*Written task:* Leave out the pictures and repeat every record exactly.

*Records for the exercise:*
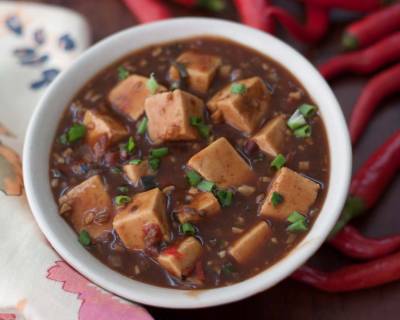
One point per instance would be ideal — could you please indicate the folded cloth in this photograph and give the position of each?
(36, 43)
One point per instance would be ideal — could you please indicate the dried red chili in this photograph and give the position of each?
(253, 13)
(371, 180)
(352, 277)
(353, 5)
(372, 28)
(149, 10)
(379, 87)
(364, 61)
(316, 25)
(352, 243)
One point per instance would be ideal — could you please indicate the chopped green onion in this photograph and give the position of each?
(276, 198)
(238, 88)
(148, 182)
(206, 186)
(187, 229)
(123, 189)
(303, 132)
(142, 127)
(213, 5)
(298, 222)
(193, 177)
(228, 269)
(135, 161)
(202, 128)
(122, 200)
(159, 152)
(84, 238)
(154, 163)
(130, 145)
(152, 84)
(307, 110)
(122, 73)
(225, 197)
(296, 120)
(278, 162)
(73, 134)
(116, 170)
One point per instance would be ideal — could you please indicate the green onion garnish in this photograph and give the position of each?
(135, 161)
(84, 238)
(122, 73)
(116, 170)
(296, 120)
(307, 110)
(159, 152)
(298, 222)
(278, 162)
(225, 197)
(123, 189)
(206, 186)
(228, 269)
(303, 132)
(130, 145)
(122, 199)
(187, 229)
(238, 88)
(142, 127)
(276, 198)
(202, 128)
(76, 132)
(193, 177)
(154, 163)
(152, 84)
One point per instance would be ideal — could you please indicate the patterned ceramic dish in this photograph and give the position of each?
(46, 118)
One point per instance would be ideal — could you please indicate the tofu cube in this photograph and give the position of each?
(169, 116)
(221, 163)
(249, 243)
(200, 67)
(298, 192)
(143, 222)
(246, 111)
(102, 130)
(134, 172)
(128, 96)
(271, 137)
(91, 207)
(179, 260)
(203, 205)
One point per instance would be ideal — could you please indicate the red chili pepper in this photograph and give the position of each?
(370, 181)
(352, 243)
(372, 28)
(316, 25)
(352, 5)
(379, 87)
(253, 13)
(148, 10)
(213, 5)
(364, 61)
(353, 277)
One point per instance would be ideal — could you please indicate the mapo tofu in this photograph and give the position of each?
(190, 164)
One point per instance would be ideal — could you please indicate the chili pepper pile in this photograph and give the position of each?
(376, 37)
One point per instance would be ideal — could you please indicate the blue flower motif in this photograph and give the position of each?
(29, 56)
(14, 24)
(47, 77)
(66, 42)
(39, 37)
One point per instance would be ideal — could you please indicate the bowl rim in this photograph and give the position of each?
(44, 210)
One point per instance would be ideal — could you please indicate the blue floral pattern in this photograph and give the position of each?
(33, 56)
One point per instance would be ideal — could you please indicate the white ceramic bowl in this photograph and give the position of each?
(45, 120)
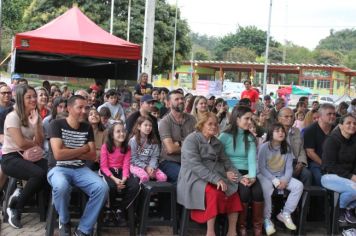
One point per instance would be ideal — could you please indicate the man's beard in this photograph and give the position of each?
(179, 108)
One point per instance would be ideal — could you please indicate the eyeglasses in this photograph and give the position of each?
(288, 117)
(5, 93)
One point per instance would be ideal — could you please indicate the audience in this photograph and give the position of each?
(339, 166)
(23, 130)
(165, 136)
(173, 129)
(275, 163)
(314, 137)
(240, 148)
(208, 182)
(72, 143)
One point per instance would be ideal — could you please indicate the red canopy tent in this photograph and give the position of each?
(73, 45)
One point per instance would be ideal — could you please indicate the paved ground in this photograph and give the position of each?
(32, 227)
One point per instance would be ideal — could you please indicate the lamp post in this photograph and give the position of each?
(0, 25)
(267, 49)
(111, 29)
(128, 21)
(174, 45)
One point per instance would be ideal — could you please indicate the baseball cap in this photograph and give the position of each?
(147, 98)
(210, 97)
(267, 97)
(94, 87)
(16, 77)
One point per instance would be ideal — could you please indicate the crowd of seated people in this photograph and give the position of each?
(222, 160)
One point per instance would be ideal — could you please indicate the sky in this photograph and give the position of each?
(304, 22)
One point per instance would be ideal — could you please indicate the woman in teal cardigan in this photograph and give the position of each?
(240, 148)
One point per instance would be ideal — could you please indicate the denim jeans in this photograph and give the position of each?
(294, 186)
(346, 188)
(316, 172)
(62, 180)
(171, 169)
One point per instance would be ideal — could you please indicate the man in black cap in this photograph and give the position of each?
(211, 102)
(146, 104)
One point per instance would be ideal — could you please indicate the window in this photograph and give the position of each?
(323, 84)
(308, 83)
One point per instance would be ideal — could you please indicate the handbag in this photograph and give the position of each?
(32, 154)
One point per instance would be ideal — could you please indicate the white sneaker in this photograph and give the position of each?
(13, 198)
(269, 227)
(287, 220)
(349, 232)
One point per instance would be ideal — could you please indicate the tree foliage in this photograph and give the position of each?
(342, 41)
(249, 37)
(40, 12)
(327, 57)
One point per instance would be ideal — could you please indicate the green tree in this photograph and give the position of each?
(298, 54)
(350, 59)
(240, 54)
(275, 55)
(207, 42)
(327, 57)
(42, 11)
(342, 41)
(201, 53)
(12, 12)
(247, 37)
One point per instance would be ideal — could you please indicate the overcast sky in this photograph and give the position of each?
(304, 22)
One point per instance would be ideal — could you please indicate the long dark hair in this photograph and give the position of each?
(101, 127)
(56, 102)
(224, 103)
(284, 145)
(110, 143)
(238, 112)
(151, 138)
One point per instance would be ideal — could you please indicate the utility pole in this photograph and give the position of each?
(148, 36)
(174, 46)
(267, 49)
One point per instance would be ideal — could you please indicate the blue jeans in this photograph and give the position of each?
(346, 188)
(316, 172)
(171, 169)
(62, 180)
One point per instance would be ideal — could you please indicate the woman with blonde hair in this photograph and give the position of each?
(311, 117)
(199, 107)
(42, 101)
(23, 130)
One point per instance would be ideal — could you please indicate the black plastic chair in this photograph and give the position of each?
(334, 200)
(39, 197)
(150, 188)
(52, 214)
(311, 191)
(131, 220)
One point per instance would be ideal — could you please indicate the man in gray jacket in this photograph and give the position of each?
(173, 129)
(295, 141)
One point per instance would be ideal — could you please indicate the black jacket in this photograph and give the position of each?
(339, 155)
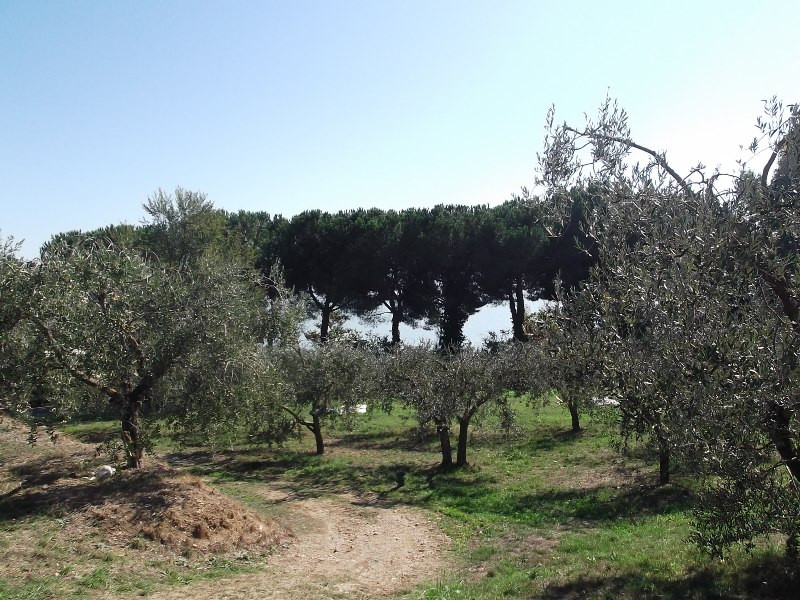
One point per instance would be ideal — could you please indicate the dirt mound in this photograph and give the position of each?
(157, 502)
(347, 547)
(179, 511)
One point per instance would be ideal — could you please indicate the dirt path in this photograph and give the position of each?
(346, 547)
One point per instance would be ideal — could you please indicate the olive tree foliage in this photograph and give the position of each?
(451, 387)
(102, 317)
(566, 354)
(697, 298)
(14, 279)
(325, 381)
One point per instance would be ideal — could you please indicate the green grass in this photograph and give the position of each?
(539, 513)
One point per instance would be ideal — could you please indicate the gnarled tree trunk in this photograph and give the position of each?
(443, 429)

*Output of the exercise:*
One point per instance would be ideal — could you please indicate the folded cloth in this photograph and give the position of each?
(36, 43)
One point per instance would be ideal — could you please indicate the dried red chili in this photograph and give the position of each?
(253, 13)
(371, 180)
(352, 277)
(353, 5)
(372, 28)
(149, 10)
(379, 87)
(364, 61)
(316, 25)
(352, 243)
One point per instance would be ideal — could you please indicate the chopped green onion in this photograph and give the position of each?
(276, 198)
(238, 88)
(148, 182)
(206, 186)
(187, 229)
(123, 189)
(303, 132)
(142, 127)
(213, 5)
(298, 222)
(193, 177)
(228, 269)
(135, 161)
(202, 128)
(122, 200)
(159, 152)
(84, 238)
(154, 163)
(130, 145)
(152, 84)
(307, 110)
(122, 73)
(225, 197)
(296, 120)
(278, 162)
(73, 134)
(116, 170)
One point per instance would be ideal — could you please indicate the green onion garnish in this photograph and give the position of each?
(135, 161)
(84, 238)
(122, 73)
(116, 170)
(296, 120)
(307, 110)
(159, 152)
(298, 222)
(278, 162)
(225, 197)
(123, 189)
(206, 186)
(228, 269)
(303, 132)
(130, 145)
(122, 199)
(187, 229)
(238, 88)
(142, 127)
(276, 198)
(202, 128)
(76, 132)
(193, 177)
(154, 163)
(152, 84)
One point per instance would be ideal — could you please indicate the patterned ceramic dish in this photograph and give the position of each?
(46, 118)
One point per instance would be ideal — could you please indicate the tofu cube in this photograph and give the position of each?
(169, 116)
(221, 163)
(249, 243)
(200, 67)
(298, 192)
(143, 222)
(246, 111)
(102, 130)
(134, 172)
(128, 96)
(271, 137)
(91, 207)
(179, 260)
(203, 205)
One point per instance would be ideal — could you please indicate the red chili pepper in this photograph and give the position of each?
(370, 181)
(352, 243)
(372, 28)
(316, 25)
(352, 5)
(379, 87)
(253, 13)
(148, 10)
(213, 5)
(364, 61)
(353, 277)
One point per instance would be ideal — could you please indicate the mapo tofu in this photograph and give the position of each?
(190, 164)
One point per instance would be ideal — could you please indicate the chili pepper pile in this photograph and give the position of each?
(376, 37)
One point per instance would be ideal — could you please indicate the blue flower motif in this photograph and give the position of each?
(29, 56)
(14, 24)
(47, 77)
(66, 42)
(39, 37)
One point per instance would be ideal — could you please indicate the bowl rim in this photograph and give the position of each?
(44, 210)
One point per instance would be ideal — could you please indicate the blue floral pattern in this photograph and give the position of each?
(33, 56)
One point per instance would be ideal — could you please indicate the white ceramic bowl in this photograph and give the position of each?
(45, 120)
One point per instance would be ideal — could you please indicate the man's beard in this photograph and give the position of each?
(179, 108)
One point per instance would be ideal — could you please indicate the eyeglasses in this photograph and give the position of each?
(288, 117)
(5, 93)
One point per instance would be ideal — could you please indicate the audience in this photograph and give the position of each?
(339, 166)
(23, 130)
(165, 136)
(173, 129)
(275, 163)
(314, 137)
(240, 148)
(208, 182)
(72, 143)
One point per instance would be ideal — could you please indicate the red canopy tent in this photograph and give the position of each?
(73, 45)
One point per instance would be ideal — could you please indicate the paved ground in this photograph and give the position of each?
(32, 227)
One point per instance would be ideal — could you please indicate the lamp post in this photograph and give the position of each?
(0, 25)
(267, 49)
(111, 29)
(128, 21)
(174, 45)
One point per instance would be ideal — could you please indicate the baseball cap in this photograph and give the position of each?
(147, 98)
(210, 97)
(267, 97)
(94, 87)
(16, 77)
One point per instance would be ideal — could you please indicate the crowd of seated people in this photograph and give the position of each?
(222, 160)
One point per instance would be ideal — could you please indicate the sky in this photograph and give the position of each?
(304, 22)
One point per instance would be ideal — could you please indicate the woman in teal cardigan in this photograph and give the position of each?
(240, 148)
One point per instance would be ideal — could you please indicate the denim jeans in this photograph and give the position of each?
(294, 186)
(346, 188)
(316, 172)
(62, 180)
(171, 169)
One point per instance would be ideal — could you please indicate the man in black cap in this photograph and give the position of each?
(211, 102)
(146, 104)
One point per instance would be ideal — could you please indicate the window in this photograph and give the position of each?
(323, 84)
(308, 83)
One point per instance would be ideal — could you please indicate the handbag in this photograph and give the position of each?
(32, 154)
One point per instance would be ideal — could you please indicate the white sneaker in this photograph and give the position of each?
(13, 198)
(269, 227)
(287, 220)
(349, 232)
One point per instance would be ideal — could you please indicate the tree foliage in this photograph and give the position of each?
(342, 41)
(249, 37)
(40, 12)
(327, 57)
One point per instance would be ideal — could you please indicate the green tree in this photograph and give the position of each?
(298, 54)
(350, 59)
(240, 54)
(275, 55)
(207, 42)
(327, 57)
(42, 11)
(342, 41)
(201, 53)
(12, 12)
(247, 37)
One point per instance would be ideal — could you please indicate the overcast sky in this photograph and give the position of each?
(304, 22)
One point per instance would be ideal — could you please indicate the long dark hair in this photograph and give the position of each?
(101, 127)
(56, 102)
(224, 103)
(284, 145)
(110, 143)
(238, 112)
(151, 138)
One point per instance would be ideal — could you please indicate the utility pole in this photograph and give the position of each?
(148, 36)
(174, 46)
(267, 49)
One point per instance would be ideal — could you please indicate the blue jeans in this photograph and give the position of each?
(346, 188)
(316, 172)
(171, 169)
(62, 180)
One point per instance would be ideal — could you please indicate the woman with blonde hair in this photograph and give the position of each?
(311, 117)
(199, 107)
(42, 101)
(23, 130)
One point per instance would be ideal — could you please indicate the black plastic chair in this photograph and give the position of each?
(334, 200)
(39, 197)
(150, 188)
(52, 214)
(311, 191)
(131, 220)
One point per instance would be ideal — could you please indicate the man in gray jacket in this photograph and give the position of each?
(173, 129)
(295, 141)
One point per instance would be ideal — could you please indicate the black jacket in this photograph and give the position of each?
(339, 155)
One point per instance would be ideal — could you please indicate the dirt mound in this photograph and give the position of each?
(157, 502)
(347, 547)
(179, 511)
One point per instance would be ideal — could you please indicate the dirt path in this photograph and give the position of each?
(346, 547)
One point per instance would be ideal — could you please indicate the olive tree foliage in this photograph and give the position of each?
(451, 387)
(102, 317)
(566, 354)
(697, 298)
(14, 279)
(325, 381)
One point per instance would be ideal — could you please indicate the green grass in this photograph and give the position of each?
(539, 513)
One point per instance would be ideal — could you please indicate the gnarled tree trunk in this photograph and give the position of each?
(443, 429)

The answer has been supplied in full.